**Problem details:** Reproduce all of the data below, substituting "Visibility check" for every occurrence of "Presence check" and leaving everything else unchanged.

**Raw data:**
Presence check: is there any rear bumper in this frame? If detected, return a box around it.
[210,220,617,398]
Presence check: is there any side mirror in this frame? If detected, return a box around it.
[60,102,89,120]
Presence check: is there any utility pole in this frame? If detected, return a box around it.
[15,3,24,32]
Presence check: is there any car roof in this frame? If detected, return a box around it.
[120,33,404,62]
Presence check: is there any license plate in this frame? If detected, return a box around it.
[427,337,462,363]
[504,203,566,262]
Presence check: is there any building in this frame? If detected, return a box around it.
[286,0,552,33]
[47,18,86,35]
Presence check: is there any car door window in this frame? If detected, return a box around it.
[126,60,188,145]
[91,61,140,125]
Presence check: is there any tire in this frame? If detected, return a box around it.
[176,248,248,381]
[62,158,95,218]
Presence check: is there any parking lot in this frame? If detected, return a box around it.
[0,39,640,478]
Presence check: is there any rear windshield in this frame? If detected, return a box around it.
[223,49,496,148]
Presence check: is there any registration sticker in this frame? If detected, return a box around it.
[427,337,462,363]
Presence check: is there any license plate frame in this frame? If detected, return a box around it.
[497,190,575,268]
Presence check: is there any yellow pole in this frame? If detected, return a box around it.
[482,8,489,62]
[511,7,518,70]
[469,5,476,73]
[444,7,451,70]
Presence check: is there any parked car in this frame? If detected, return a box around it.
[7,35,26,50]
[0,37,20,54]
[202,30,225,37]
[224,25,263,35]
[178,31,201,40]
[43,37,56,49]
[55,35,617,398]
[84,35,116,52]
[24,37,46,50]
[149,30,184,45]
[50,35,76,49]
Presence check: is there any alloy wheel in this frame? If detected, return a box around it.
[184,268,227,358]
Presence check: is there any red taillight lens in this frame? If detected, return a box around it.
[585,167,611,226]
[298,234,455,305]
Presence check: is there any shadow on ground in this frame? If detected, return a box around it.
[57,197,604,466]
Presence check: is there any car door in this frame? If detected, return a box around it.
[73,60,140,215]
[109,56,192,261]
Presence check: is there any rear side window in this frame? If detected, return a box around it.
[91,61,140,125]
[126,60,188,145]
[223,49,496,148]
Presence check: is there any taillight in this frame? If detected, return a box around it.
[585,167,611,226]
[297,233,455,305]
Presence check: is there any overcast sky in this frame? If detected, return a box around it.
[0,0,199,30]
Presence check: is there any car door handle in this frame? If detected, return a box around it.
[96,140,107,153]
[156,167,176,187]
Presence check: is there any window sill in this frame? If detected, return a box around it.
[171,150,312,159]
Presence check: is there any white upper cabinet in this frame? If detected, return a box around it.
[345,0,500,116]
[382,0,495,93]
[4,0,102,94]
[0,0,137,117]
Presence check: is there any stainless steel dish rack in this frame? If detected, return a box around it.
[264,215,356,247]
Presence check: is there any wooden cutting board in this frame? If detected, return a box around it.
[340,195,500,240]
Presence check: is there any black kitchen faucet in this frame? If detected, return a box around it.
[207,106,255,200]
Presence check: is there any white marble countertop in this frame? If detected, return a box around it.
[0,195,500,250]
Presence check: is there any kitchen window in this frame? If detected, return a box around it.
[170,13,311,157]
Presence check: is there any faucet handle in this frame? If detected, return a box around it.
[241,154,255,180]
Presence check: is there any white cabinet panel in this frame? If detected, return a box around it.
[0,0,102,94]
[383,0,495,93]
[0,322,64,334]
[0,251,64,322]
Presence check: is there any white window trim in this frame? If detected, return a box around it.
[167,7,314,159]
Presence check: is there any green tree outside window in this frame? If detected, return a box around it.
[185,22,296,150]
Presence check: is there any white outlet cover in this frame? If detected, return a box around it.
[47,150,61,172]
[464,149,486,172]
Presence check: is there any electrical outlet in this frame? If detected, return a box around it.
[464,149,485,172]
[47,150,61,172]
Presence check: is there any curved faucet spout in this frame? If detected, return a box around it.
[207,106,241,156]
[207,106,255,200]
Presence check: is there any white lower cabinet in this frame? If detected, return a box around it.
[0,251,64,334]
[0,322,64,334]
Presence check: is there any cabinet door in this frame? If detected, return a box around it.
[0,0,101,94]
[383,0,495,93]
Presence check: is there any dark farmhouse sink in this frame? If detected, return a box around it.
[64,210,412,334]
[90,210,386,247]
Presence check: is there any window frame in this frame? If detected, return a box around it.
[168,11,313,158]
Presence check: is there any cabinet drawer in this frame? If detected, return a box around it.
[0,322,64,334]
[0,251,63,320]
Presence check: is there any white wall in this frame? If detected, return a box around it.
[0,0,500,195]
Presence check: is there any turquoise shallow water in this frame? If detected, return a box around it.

**Solution for this task:**
Visibility check: is there any rear bumper in this frame? If detected, return a box around it.
[210,220,617,398]
Visibility check: is there any side mirror in this frame? If detected, return a box around it.
[60,102,89,120]
Visibility check: is there any utility pole in this frame? If detected, return a box around it.
[15,3,24,32]
Visibility check: is there any car roof in this frame? If detected, return a box around it.
[120,33,404,62]
Visibility check: is there any license plate in this frame? If detected, return a box around it.
[427,337,462,363]
[504,203,566,262]
Visibility check: is there any building in this frame? If detected, return a box around it.
[286,0,552,33]
[47,18,86,35]
Visibility check: is there any car door window in this frame? If detected, return a box around it.
[126,60,188,145]
[91,61,140,125]
Visibility check: is there any tire in this frame? If detected, return a box around it.
[176,248,248,381]
[62,158,95,218]
Visibility check: is there any parking lot in this frame? If detected, return a box around it.
[0,39,640,478]
Visibility check: is there any rear windshield in this frame? If detected, return a box around it.
[223,49,496,148]
Visibility check: is there any registration sticker in this frame? If detected, return a box around it.
[427,337,462,363]
Visibility check: is there any license plate frame in this frame? If detected, return a box around it.
[497,190,575,268]
Visibility check: is there any yellow pole in this frame? If detected, return a box around it.
[482,8,489,62]
[511,7,518,70]
[469,5,476,73]
[444,7,451,70]
Visibility check: is there any parked car in this frame? If detected, return a box around it.
[7,35,26,50]
[0,37,20,54]
[202,30,225,37]
[224,25,263,35]
[178,31,201,40]
[43,37,56,49]
[55,35,617,398]
[84,35,116,52]
[24,37,46,50]
[149,30,184,45]
[50,35,76,49]
Visibility check: is there any alloy wheel in this frame? If detected, return a box around it.
[184,268,227,358]
Visibility check: is there any red taillight lens in this frame? If detected, return a box around it.
[585,167,611,226]
[298,234,455,305]
Visibility check: is there any shadow on ground in this frame? If detected, return a box around it.
[57,197,604,466]
Visibility check: is there any car door in this frame? If detected, return a box around it.
[73,60,140,215]
[109,56,192,261]
Visibility check: is there any rear side window in this frame? If detected, return a box around it.
[91,61,140,125]
[126,60,188,145]
[223,49,496,148]
Visibility check: is there any taillight in this frame? If detected, return a box around it.
[585,167,611,226]
[297,233,455,305]
Visibility check: is there any overcast sky in this frame? If detected, return a box around it.
[0,0,199,30]
Visibility check: is there any car door handle in this frame? If detected, return a box around it.
[96,140,107,153]
[156,167,176,187]
Visibility check: is there any window sill in this frame? If detected, return a box around it.
[171,150,312,159]
Visibility check: is there any white upper cabinet in this frame? If detected, return a box around it.
[345,0,500,116]
[382,0,495,93]
[4,0,102,94]
[0,0,137,117]
Visibility check: is there any stainless steel dish rack in this frame? If detected, return a box around it.
[264,215,356,247]
Visibility check: is there any wooden cutting board in this frame? If detected, return a box around it.
[340,195,500,240]
Visibility check: is there any black kitchen faucet in this frame? If detected, return a box around it.
[207,106,255,200]
Visibility check: is there any white marble countertop in this frame? If detected, return a box around it.
[0,195,500,250]
Visibility check: is there any kitchen window in this frame? If detected, return a box around it.
[170,13,311,157]
Visibility check: is there any faucet handle in this frame? If detected, return a box around it.
[241,154,255,180]
Visibility check: is there any white cabinet panel in this frame? If detected, return a box around it.
[0,0,102,94]
[383,0,495,93]
[0,322,64,334]
[0,251,64,322]
Visibility check: is there any white window trim in this frame? If detected, return a box around it.
[167,7,314,159]
Visibility check: is there any green tree outside window in this frame? If detected, return a box around it.
[185,22,296,150]
Visibility check: is there any white outlet cover in this frame? If detected, return a box around it.
[47,150,61,172]
[464,149,486,172]
Visibility check: is there any electrical outlet in this frame? If detected, return a box around it.
[464,149,485,172]
[47,150,61,172]
Visibility check: is there any curved faucet spout in this frame? If detected, return a box around it.
[207,106,241,156]
[207,106,255,200]
Visibility check: is there any white lower cabinet in this frame? If detected, return a box around it.
[0,251,64,334]
[0,322,64,334]
Visibility check: is there any cabinet door in this frame? If detected, return a box around it.
[0,0,101,94]
[383,0,495,93]
Visibility check: is there any dark farmhouse sink in this frame? If detected, return a box around it.
[64,210,412,334]
[90,210,386,247]
Visibility check: is there any window frame in this frame? If detected, return a box around it.
[168,11,313,158]
Visibility check: is there any cabinet drawer in this frame? If detected, return a box around it.
[0,322,64,334]
[0,251,63,320]
Visibility check: is there any white wall in this frame? If detected, return a box around it.
[0,0,500,195]
Visibility check: is there any turquoise shallow water in this frame? If detected, return a box around it.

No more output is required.